TEXTE SOURCE:

On a dit parfois que la conception du langage comme calcul avec des règles fixes qui est celle de Wittgenstein au début des années trente est une survivance du Tractatus (la seule différence étant que le calcul en question n’est plus limité au seul calcul des fonctions de vérité, comme dans le Tractatus). Mais c’est ne pas voir l’essence du changement qui s’est opéré au tout début des années trente, à savoir le rejet du dogmatisme qui entachait la conception du calcul dans le Tractatus, comme l’explique Wittgenstein dans sa comparaison entre sa conception et celle de Spengler. Lorsque Wittgenstein fait la remarque suivante dans le Grand Cahier : « Je considère le langage et la grammaire comme un calcul, c’est-à-dire comme un processus qui suit des règles fixes[22] », il ne donne pas de réponse à la grande question philosophique de la nature et de la structure logique du langage en général. Cette remarque (et d’autres similaires) a plutôt un caractère méthodologique : Wittgenstein élucide et clarifie son approche du langage par rapport à d’autres approches (par exemple, la théorie causale de la signification de Russell dans Analyse de l’esprit). Il précise son « objet de comparaison, l’objet dont est tirée la façon de voir les choses », afin d’éviter de se voir « contraint d’attribuer dogmatiquement à l’objet ce qui ne doit caractériser que le paradigme ».

Si Wittgenstein adhérait encore à une conception du calcul dogmatique, semblable de ce point de vue à celle du Tractatus, il n’aurait certainement pas affirmé la chose suivante : « Nous pouvons dire : considérons le langage sous le rapport de ses règles. Si, ici et là, il n’y a pas de règles, alors c’est là le résultat de notre investigation. » Et c’est pourtant ce qu’il affirme dans le Grand Cahier[23].

Wittgenstein énonce clairement le statut qu’il attribue au début des années trente à la conception du calcul dans Lecahier bleu :

Quand nous parlons du langage comme d’une symbolisation qui se conforme à des règles, on peut découvrir ce que nous entendons par là par référence à la science et aux mathématiques, mais il est assez rare que dans son usage ordinaire le langage concorde avec ces modèles d’exacte précision. Alors pourquoi, dans ces recherches, confrontons-nous toujours l’usage des mots avec un usage qui se conformerait à des règles strictes ? La réponse ne serait-elle pas que nous essayons ainsi de résoudre des énigmes qui proviennent justement de notre façon de considérer le langage[24] ?

PROBLÈMES À RÉSOUDRE:
a – Dans le texte sur Wittgenstein, quelle théorie de Russell est citée comme exemple d'approche du langage à laquelle Wittgenstein compare la sienne ?
b – Reformulez plus brièvement le paragraphe du texte sur Wittgenstein qui commence par « Si Wittgenstein adhérait encore », en gardant l'essentiel.
c – Prolongez le texte sur Wittgenstein et le langage comme calcul à partir de l'endroit où il s'arrête.

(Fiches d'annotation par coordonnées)
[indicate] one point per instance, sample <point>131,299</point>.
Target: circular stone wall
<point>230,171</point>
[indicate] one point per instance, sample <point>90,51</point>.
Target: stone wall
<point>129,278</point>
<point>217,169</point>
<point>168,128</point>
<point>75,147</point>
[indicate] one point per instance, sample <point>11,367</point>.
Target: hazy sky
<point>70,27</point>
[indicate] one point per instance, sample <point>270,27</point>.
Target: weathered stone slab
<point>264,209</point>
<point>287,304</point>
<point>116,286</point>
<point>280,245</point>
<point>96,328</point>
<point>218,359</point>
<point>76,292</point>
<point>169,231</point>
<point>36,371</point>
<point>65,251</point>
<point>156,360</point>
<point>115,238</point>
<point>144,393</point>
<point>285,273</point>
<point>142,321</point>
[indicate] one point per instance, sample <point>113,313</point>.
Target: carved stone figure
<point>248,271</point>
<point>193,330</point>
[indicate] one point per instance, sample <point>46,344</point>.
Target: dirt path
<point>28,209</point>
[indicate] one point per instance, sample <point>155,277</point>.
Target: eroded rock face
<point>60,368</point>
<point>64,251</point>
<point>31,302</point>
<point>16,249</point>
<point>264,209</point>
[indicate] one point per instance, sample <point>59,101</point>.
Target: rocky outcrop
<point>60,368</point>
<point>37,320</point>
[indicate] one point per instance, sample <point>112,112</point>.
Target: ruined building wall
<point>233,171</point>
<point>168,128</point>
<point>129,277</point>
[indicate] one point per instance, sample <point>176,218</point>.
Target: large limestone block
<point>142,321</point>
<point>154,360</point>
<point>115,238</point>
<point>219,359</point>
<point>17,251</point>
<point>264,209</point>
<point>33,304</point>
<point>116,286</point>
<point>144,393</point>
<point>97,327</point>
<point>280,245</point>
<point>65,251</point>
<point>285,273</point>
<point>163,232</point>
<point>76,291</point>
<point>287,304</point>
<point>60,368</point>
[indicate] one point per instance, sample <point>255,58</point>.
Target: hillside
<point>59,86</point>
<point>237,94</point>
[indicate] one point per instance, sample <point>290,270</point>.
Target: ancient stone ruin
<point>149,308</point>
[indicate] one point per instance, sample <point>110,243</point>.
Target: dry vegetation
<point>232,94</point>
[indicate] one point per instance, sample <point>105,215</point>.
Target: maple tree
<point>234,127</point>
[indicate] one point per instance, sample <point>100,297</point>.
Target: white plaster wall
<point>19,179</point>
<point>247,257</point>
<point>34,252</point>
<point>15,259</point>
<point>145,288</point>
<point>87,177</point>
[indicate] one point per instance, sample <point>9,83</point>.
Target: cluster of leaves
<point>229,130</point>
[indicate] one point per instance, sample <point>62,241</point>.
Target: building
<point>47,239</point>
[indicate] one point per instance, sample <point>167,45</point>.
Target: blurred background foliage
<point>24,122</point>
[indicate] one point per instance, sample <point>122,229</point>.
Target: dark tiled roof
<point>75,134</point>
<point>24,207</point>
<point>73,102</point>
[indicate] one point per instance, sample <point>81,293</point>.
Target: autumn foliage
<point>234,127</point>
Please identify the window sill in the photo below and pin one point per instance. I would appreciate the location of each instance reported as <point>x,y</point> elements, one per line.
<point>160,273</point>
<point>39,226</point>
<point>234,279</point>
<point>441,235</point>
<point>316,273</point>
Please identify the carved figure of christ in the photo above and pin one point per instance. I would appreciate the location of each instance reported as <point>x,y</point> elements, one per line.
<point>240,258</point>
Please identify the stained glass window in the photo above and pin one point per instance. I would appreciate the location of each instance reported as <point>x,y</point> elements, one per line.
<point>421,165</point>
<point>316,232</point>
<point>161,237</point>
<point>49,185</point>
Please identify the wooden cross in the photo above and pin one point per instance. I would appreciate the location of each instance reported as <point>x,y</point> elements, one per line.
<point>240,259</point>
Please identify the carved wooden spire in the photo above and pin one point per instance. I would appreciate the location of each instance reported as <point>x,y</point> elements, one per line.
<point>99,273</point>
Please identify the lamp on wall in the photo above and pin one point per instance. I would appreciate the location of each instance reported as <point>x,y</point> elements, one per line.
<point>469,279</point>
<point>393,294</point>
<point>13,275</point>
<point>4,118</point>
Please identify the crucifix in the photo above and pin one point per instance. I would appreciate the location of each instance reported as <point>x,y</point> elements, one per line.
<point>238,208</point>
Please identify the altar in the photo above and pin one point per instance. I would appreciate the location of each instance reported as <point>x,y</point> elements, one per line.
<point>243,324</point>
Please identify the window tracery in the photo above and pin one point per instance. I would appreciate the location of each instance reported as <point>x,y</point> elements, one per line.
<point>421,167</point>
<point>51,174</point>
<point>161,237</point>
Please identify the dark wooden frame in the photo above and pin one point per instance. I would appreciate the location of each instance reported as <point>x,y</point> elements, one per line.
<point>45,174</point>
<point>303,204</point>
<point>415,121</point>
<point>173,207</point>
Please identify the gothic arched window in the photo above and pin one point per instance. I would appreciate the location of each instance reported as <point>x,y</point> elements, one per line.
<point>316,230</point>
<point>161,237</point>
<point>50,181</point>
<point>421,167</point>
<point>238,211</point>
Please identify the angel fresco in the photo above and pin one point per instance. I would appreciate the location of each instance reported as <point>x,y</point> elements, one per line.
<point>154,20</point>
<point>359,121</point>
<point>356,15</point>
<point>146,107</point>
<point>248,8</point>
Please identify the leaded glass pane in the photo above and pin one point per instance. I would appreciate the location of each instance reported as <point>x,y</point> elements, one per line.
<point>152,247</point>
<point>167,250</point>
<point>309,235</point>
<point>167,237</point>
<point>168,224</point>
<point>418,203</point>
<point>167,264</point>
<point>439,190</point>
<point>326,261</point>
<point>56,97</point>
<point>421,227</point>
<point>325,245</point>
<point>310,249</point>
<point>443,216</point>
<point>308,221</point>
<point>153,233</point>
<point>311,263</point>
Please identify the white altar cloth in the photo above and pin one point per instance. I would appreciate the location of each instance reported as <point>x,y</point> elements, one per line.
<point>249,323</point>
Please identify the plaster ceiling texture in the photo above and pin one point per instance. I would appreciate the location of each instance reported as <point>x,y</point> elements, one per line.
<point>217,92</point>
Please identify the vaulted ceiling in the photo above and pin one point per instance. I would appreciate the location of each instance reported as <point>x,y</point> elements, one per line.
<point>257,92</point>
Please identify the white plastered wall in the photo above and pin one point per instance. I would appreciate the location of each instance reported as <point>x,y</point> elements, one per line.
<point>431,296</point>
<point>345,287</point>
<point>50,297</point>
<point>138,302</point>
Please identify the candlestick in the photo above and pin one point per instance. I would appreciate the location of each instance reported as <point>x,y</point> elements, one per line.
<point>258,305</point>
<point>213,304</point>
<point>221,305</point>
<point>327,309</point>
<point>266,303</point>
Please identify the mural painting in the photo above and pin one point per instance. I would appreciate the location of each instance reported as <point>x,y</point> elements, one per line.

VOICI LES RÉPONSES:
a – La théorie causale de la signification, exposée dans Analyse de l'esprit.

b – Une conception dogmatique du calcul, proche de celle du Tractatus, aurait empêché Wittgenstein d'affirmer qu'on peut considérer le langage sous le rapport de ses règles et que l'absence éventuelle de règles est un résultat de l'investigation. Or il l'affirme dans le Grand Cahier.

c –
En outre, on voit clairement ici que les sources principales d’inspiration de l’approche wittgensteinienne sont la science et les mathématiques — non pas cependant au sens où Russell, Carnap et les positivistes logiques se sont également inspirés des méthodes des sciences et des mathématiques dans le développement de leurs théories du langage. On pourrait dire que ces derniers ont adopté les méthodes exactes des sciences et des mathématiques comme voies vers la vérité au sujet du langage, alors que pour Wittgenstein ces méthodes sont des voies vers la source de problèmes et d’énigmes. Et il ne suffit pas de dire simplement que les énigmes naissent de cette façon de considérer le langage : il nous faut suivre la voie pour de bon pour nous en rendre compte.

Cette façon de concevoir l’usage du langage comme une opération de calcul avec des règles fixes posait cependant des problèmes. Wittgenstein a, ce me semble, adopté et adhéré à cette conception de la grammaire parce qu’elle paraissait garantir l’autonomie de l’usage du langage. Si l’usage du langage consiste à suivre des règles fixes et que ces règles sont arbitraires, alors l’usage du langage l’est également. Mais Wittgenstein a été forcé de prendre conscience de l’importance des formes de l’usage du langage qui sont dépourvues de règles, c’est-à-dire des formes qui ne consistent pas littéralement en la mise en oeuvre de règles fixes. C’est le cas, apparemment, de certains gestes et de certaines formes primitives d’usage du langage qui font sens dans des circonstances appropriées[25]. D’un point de vue extérieur et dans un langage plus riche, le sens d’un geste peut être expliqué comme étant déterminé par des règles, mais si c’est là ce qu’on entend quand on dit qu’une forme primitive d’usage du langage consiste à suivre des règles fixes, alors cet usage du langage n’est pas autonome. Il ne saurait « parler pour lui-même » puisqu’il dépendrait de règles extérieures à lui-même. Il dépendrait d’une interprétation ou d’une théorie exprimée dans une forme d’usage du langage différente.

Mais l’idée de Wittgenstein au début des années trente est que la grammaire décrit l’usage effectif du langage, que la grammaire est manifeste et se présente elle-même de manière pleine et entière dans l’usage du langage, de sorte que l’autonomie de la grammaire du langage est l’autonomie de l’usage du langage.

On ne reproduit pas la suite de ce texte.